— Start of Provided data —

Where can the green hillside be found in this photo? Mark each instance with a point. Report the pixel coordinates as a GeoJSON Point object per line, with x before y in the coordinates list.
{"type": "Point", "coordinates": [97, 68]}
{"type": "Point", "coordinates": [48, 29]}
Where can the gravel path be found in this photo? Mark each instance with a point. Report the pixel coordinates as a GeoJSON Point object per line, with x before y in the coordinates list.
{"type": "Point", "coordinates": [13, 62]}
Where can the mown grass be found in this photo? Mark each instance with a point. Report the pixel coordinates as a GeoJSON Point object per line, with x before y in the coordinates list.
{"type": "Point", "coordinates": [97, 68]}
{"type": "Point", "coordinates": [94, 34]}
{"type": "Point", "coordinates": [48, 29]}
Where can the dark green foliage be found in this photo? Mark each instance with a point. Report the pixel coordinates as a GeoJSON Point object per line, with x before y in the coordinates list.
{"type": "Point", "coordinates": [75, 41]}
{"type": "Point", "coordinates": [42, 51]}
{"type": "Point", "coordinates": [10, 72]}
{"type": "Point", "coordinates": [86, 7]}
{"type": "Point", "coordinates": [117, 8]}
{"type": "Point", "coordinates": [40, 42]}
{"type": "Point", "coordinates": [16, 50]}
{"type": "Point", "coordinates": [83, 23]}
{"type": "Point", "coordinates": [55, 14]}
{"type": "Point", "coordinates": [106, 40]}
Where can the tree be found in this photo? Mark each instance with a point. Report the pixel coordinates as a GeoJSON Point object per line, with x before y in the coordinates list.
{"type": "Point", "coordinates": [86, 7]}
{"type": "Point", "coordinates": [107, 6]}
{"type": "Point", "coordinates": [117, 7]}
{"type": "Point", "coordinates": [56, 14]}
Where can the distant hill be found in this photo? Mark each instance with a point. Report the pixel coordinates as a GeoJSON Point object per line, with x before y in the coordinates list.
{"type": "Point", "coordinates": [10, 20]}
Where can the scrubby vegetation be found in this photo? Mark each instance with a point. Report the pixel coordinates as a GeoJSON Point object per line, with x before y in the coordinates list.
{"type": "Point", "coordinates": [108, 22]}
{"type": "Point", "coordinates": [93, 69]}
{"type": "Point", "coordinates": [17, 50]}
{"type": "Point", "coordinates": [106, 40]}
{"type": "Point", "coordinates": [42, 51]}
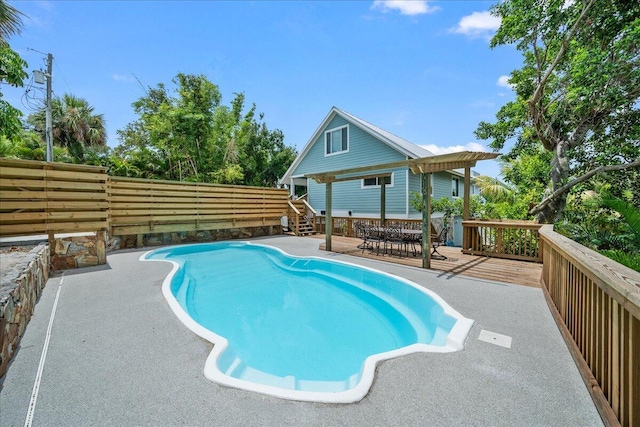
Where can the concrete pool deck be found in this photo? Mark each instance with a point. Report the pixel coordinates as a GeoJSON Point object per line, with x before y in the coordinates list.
{"type": "Point", "coordinates": [117, 355]}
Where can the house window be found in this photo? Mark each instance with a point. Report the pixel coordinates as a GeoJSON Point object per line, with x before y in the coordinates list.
{"type": "Point", "coordinates": [375, 182]}
{"type": "Point", "coordinates": [336, 140]}
{"type": "Point", "coordinates": [455, 187]}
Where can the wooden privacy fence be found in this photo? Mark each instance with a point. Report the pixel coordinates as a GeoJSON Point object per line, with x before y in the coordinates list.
{"type": "Point", "coordinates": [502, 239]}
{"type": "Point", "coordinates": [596, 303]}
{"type": "Point", "coordinates": [51, 198]}
{"type": "Point", "coordinates": [140, 206]}
{"type": "Point", "coordinates": [47, 198]}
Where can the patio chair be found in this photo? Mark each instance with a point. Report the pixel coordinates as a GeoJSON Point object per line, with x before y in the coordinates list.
{"type": "Point", "coordinates": [371, 235]}
{"type": "Point", "coordinates": [394, 236]}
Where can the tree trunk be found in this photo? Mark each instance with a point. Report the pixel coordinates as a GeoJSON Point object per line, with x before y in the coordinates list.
{"type": "Point", "coordinates": [559, 172]}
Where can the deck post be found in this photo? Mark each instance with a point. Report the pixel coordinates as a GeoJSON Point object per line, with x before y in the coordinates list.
{"type": "Point", "coordinates": [426, 220]}
{"type": "Point", "coordinates": [329, 221]}
{"type": "Point", "coordinates": [383, 197]}
{"type": "Point", "coordinates": [467, 192]}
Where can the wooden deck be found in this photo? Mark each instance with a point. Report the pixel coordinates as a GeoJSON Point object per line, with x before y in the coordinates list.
{"type": "Point", "coordinates": [499, 270]}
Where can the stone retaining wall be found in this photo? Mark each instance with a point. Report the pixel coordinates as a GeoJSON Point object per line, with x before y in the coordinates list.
{"type": "Point", "coordinates": [22, 286]}
{"type": "Point", "coordinates": [79, 251]}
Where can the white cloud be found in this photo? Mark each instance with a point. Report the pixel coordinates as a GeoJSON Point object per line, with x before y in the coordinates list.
{"type": "Point", "coordinates": [471, 146]}
{"type": "Point", "coordinates": [478, 24]}
{"type": "Point", "coordinates": [406, 7]}
{"type": "Point", "coordinates": [123, 78]}
{"type": "Point", "coordinates": [503, 81]}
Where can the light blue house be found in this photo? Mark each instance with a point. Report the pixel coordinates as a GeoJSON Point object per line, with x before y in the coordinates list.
{"type": "Point", "coordinates": [344, 141]}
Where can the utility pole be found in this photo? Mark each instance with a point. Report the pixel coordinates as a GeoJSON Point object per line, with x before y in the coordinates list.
{"type": "Point", "coordinates": [48, 115]}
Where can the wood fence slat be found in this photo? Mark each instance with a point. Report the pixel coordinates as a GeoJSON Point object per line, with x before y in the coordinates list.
{"type": "Point", "coordinates": [598, 302]}
{"type": "Point", "coordinates": [22, 216]}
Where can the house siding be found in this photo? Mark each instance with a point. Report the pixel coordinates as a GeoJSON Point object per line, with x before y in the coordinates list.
{"type": "Point", "coordinates": [348, 196]}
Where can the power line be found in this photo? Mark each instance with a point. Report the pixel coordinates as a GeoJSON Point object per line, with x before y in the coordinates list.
{"type": "Point", "coordinates": [55, 61]}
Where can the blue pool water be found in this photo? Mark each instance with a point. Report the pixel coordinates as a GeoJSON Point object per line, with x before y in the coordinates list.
{"type": "Point", "coordinates": [302, 324]}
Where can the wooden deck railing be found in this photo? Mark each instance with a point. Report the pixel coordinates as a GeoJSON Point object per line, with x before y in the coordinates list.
{"type": "Point", "coordinates": [47, 198]}
{"type": "Point", "coordinates": [596, 303]}
{"type": "Point", "coordinates": [344, 226]}
{"type": "Point", "coordinates": [502, 239]}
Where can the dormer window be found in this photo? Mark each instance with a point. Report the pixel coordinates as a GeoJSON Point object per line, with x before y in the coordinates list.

— End of Provided data —

## Your objective:
Take the lines above from the one holding "Where can the house siding" to the last and output them exactly.

## Written solution:
Where can the house siding be found in this photo? Mark each instance with a point. Report the pixel coordinates as a GeoJSON Point object per line, with x before y in the coordinates list.
{"type": "Point", "coordinates": [348, 196]}
Where can the power line be found in this photo? Mark each instance with a point. Report the pixel coordinates as a GeoJSON Point object per line, with x before y in the coordinates list.
{"type": "Point", "coordinates": [55, 61]}
Where can the blue pool water be found in this photo? Mark each instance with a point. Report the pixel coordinates as a GeoJSON Point object per line, with x before y in the coordinates list.
{"type": "Point", "coordinates": [302, 324]}
Where can the wooden deck railing be found in this photo? Mark each instance with a point. Report the pixel coordinates as a GeoJSON Point object per line, with x before y in the coordinates list.
{"type": "Point", "coordinates": [47, 198]}
{"type": "Point", "coordinates": [596, 303]}
{"type": "Point", "coordinates": [344, 226]}
{"type": "Point", "coordinates": [502, 239]}
Where can the dormer window be found in this photo? Mark each instance with a point. Report the pixel coordinates as a GeoJSON Point object per line, with x before y in the coordinates list.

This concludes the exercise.